Bounding-box records:
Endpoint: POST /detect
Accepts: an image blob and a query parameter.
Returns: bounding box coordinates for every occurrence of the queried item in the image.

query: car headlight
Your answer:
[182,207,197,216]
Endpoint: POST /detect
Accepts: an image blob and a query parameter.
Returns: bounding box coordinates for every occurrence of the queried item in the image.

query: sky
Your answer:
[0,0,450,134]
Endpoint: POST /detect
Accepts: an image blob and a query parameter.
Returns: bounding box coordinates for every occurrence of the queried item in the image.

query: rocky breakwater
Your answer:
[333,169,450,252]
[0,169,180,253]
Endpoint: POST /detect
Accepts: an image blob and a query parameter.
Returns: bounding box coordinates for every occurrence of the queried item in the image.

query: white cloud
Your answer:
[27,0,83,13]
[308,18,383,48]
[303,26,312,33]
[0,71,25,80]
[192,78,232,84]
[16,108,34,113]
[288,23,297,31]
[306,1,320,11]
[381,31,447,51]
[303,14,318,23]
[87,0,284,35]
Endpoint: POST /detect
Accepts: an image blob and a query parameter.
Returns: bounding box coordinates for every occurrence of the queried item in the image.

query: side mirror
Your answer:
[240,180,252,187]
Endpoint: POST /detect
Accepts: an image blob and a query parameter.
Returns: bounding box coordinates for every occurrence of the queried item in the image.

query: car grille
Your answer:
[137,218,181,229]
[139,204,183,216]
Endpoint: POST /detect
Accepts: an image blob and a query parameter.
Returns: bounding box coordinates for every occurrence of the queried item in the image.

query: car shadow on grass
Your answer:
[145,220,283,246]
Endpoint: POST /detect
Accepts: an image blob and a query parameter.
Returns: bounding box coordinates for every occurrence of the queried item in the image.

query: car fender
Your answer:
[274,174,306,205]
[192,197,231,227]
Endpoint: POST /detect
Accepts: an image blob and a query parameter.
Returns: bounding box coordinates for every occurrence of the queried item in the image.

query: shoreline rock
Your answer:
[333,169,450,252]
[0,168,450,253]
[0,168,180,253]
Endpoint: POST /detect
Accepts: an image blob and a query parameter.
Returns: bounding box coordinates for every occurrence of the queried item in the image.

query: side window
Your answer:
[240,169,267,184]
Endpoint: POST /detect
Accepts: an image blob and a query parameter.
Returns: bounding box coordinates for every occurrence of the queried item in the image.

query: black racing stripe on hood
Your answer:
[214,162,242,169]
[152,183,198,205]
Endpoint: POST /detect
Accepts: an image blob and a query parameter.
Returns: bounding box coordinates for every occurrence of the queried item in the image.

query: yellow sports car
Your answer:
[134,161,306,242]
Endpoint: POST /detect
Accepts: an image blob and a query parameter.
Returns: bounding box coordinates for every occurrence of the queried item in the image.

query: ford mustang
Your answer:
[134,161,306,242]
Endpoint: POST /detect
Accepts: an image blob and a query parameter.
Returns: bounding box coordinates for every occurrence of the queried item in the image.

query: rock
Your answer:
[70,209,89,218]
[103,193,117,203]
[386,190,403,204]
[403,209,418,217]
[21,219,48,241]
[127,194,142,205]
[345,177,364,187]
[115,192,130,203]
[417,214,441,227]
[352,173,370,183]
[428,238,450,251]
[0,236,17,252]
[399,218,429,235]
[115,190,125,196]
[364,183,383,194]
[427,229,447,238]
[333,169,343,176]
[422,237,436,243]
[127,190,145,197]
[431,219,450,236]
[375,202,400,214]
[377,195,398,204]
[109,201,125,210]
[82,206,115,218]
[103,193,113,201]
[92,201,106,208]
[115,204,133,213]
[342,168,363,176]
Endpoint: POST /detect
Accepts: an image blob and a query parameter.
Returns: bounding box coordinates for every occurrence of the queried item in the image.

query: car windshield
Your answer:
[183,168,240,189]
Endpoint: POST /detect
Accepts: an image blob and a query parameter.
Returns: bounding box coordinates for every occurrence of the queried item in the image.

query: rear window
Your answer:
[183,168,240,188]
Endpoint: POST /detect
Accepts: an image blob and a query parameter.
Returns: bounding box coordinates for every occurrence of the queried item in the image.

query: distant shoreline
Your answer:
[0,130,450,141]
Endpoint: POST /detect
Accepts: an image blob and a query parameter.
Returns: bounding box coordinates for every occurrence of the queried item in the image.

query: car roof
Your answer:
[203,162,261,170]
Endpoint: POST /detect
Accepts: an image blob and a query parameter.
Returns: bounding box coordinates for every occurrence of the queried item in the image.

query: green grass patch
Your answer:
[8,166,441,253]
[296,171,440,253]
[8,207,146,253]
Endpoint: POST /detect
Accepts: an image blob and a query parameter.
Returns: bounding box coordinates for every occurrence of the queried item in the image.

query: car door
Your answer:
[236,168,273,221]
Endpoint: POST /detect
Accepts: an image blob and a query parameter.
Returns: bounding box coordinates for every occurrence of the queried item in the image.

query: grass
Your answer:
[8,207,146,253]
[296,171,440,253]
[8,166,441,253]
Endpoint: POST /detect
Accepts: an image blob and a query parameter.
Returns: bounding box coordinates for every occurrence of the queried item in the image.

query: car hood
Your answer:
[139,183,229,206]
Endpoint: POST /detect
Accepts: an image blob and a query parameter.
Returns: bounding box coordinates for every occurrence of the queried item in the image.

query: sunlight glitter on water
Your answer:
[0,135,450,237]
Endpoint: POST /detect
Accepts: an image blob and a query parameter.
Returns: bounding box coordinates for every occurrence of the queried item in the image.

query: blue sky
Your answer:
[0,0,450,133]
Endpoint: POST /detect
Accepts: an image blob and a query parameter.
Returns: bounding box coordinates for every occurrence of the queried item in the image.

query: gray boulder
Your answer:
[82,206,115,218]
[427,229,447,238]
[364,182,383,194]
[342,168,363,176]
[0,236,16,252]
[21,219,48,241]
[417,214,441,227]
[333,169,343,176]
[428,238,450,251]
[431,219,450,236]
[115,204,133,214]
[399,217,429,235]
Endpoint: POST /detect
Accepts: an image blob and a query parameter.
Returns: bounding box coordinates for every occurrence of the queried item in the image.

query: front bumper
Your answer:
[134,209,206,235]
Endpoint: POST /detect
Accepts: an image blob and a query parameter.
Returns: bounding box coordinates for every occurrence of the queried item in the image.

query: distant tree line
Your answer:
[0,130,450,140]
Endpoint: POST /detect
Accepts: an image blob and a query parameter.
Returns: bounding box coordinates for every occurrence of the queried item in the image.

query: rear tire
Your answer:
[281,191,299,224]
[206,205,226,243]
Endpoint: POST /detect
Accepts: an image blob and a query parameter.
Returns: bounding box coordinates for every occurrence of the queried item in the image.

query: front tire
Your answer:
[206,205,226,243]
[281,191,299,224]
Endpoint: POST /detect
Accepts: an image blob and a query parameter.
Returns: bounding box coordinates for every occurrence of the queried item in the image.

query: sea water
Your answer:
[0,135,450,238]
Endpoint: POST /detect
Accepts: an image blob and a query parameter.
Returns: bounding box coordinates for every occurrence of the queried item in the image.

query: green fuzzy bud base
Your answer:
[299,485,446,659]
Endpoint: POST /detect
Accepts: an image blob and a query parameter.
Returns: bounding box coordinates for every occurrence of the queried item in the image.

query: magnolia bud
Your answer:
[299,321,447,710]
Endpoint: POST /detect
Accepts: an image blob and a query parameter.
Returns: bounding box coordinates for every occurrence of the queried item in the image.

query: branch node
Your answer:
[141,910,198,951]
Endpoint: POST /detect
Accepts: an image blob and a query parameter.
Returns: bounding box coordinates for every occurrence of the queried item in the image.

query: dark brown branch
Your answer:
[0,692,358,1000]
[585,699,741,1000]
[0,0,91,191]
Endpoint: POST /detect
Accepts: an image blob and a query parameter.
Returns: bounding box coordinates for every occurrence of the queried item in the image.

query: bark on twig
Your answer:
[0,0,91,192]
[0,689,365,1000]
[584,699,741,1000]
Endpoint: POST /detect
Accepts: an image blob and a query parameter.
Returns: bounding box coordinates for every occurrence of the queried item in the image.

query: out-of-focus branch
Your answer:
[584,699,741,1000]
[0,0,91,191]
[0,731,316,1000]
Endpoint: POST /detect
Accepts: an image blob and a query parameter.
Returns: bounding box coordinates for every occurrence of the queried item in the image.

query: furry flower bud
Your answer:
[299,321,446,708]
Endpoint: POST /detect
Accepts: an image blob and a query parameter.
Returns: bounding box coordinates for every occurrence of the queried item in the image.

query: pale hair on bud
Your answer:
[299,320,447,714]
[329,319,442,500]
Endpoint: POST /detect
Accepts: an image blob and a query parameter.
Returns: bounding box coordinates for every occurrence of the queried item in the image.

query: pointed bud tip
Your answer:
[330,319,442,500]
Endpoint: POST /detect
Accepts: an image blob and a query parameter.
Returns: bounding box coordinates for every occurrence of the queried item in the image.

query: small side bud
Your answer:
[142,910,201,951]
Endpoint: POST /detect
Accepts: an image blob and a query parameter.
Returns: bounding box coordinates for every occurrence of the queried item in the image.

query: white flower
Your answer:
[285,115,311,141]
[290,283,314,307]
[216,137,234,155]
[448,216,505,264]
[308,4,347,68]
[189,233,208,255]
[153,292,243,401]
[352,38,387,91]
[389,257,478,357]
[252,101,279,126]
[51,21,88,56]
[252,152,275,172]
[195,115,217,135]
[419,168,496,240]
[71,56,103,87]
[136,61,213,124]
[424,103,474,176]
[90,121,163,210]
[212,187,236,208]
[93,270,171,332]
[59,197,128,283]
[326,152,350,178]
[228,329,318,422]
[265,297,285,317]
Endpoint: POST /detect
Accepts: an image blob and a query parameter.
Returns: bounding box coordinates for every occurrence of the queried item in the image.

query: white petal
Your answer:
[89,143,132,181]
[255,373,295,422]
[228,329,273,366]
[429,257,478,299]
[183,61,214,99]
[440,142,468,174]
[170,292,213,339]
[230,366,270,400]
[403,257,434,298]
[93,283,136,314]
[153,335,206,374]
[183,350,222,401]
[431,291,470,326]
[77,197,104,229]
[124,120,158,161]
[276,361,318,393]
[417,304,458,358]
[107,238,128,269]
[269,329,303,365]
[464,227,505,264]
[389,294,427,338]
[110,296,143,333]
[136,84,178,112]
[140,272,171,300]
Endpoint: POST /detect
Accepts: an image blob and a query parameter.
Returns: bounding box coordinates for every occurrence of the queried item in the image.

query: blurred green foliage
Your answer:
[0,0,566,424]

- _Problem requirements_
Give every line from the start of the records through the line containing "[0,0,450,134]", inclusive, as a numbered list, leaving out any blank lines.

- _Finished answer_
1. Endpoint: POST /detect
2. Accepts: an image blob and a query parameter.
3. Returns: bounding box coordinates for every occurrence of the queried item in the image.
4. query: car headlight
5. Your answer:
6. [182,207,197,216]
7. Endpoint: POST /detect
8. Accepts: an image blob and a query parameter.
9. Returns: bounding box coordinates for every occurrence of the queried item in the image.
10. query: sky
11. Your answer:
12. [0,0,450,134]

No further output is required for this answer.